*Collected data:*
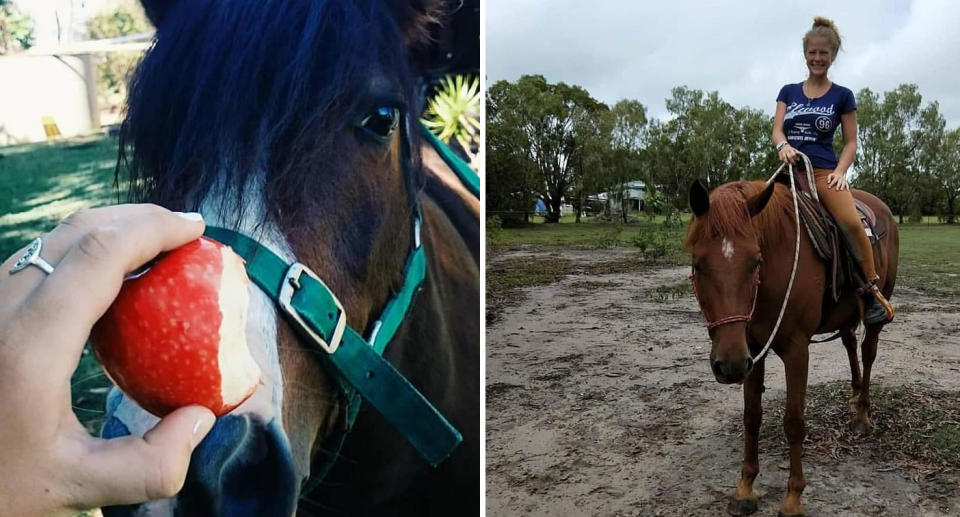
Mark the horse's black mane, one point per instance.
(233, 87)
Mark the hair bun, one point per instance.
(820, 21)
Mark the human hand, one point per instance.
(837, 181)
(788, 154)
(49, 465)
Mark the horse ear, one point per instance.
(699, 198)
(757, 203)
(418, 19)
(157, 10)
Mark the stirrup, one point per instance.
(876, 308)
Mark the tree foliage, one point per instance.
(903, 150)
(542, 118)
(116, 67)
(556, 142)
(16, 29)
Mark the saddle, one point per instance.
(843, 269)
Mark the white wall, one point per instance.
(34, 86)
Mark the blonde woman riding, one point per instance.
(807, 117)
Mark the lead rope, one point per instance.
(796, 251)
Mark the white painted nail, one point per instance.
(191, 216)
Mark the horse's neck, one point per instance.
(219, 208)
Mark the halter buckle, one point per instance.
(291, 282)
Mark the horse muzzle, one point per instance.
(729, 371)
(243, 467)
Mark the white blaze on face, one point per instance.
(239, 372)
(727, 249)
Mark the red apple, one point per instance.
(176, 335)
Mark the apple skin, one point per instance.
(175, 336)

--

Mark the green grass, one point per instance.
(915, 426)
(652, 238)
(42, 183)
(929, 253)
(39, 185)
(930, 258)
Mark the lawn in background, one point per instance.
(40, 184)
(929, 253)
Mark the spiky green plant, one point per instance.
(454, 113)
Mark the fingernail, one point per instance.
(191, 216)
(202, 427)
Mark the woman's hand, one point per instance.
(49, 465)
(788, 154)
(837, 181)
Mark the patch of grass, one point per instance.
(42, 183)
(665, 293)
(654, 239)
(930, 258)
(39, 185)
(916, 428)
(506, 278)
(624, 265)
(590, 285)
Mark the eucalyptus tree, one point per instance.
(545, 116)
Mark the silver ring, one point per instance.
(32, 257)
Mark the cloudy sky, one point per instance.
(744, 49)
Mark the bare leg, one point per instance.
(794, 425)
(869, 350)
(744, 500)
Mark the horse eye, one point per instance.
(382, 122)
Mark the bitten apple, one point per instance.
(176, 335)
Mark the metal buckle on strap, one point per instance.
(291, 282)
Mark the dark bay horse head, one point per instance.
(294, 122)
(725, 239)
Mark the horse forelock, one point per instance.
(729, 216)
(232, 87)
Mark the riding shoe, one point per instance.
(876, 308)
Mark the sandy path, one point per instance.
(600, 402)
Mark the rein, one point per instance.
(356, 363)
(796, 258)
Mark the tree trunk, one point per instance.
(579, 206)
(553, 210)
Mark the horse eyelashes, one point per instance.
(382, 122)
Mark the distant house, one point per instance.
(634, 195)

* * *

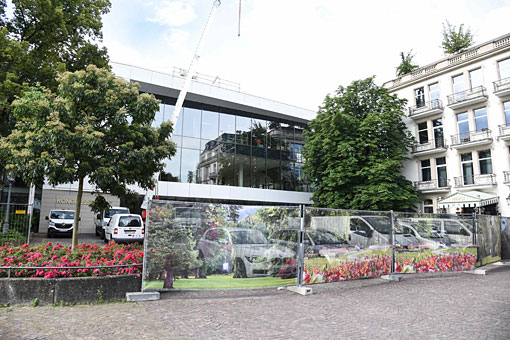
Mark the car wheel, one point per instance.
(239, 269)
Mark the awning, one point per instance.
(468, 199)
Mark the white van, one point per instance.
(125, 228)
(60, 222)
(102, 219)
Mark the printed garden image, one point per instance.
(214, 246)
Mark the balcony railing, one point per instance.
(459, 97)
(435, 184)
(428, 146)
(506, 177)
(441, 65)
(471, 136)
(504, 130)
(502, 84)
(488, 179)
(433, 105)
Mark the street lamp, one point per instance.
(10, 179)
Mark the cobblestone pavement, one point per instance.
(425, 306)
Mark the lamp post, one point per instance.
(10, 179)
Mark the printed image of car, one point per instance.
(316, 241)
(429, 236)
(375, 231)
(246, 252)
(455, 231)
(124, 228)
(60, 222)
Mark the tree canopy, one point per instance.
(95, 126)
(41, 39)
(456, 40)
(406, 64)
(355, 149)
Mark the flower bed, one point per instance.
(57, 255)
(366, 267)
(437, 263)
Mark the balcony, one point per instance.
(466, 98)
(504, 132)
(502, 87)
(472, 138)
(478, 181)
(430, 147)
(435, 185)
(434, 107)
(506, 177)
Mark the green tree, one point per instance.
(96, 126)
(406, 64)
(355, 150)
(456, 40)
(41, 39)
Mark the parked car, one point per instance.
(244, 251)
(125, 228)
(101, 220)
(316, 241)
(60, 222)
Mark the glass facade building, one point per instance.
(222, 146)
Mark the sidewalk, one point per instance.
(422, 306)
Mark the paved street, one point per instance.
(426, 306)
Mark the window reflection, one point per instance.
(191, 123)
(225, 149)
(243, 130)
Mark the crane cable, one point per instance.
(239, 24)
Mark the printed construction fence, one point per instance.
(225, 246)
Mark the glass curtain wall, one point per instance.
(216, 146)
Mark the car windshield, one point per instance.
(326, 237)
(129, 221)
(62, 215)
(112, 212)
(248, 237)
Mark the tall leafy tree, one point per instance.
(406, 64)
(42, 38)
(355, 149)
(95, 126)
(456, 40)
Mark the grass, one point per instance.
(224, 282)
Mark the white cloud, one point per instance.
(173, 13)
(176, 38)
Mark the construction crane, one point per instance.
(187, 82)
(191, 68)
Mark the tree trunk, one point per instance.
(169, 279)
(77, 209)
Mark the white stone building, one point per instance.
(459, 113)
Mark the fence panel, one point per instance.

*Exercise:* In the data above, which lines lie between the line with "Mark the tall" and the line with "Mark the fence panel, one point per instance.", inclusive? Print those lines exactly and nothing else.

*Task solution:*
Mark the tall leafy tree, one point per instance.
(406, 64)
(42, 38)
(355, 149)
(95, 126)
(456, 40)
Mark the grass, one point per instance.
(224, 282)
Mark the white cloud, one point per instance.
(173, 13)
(176, 38)
Mark the construction crane, one point per instance.
(187, 82)
(191, 68)
Mark the tree trunk, one point per instance.
(169, 279)
(77, 209)
Mark the white stone building, one point per instance.
(459, 113)
Mark the fence panel, one point per instance.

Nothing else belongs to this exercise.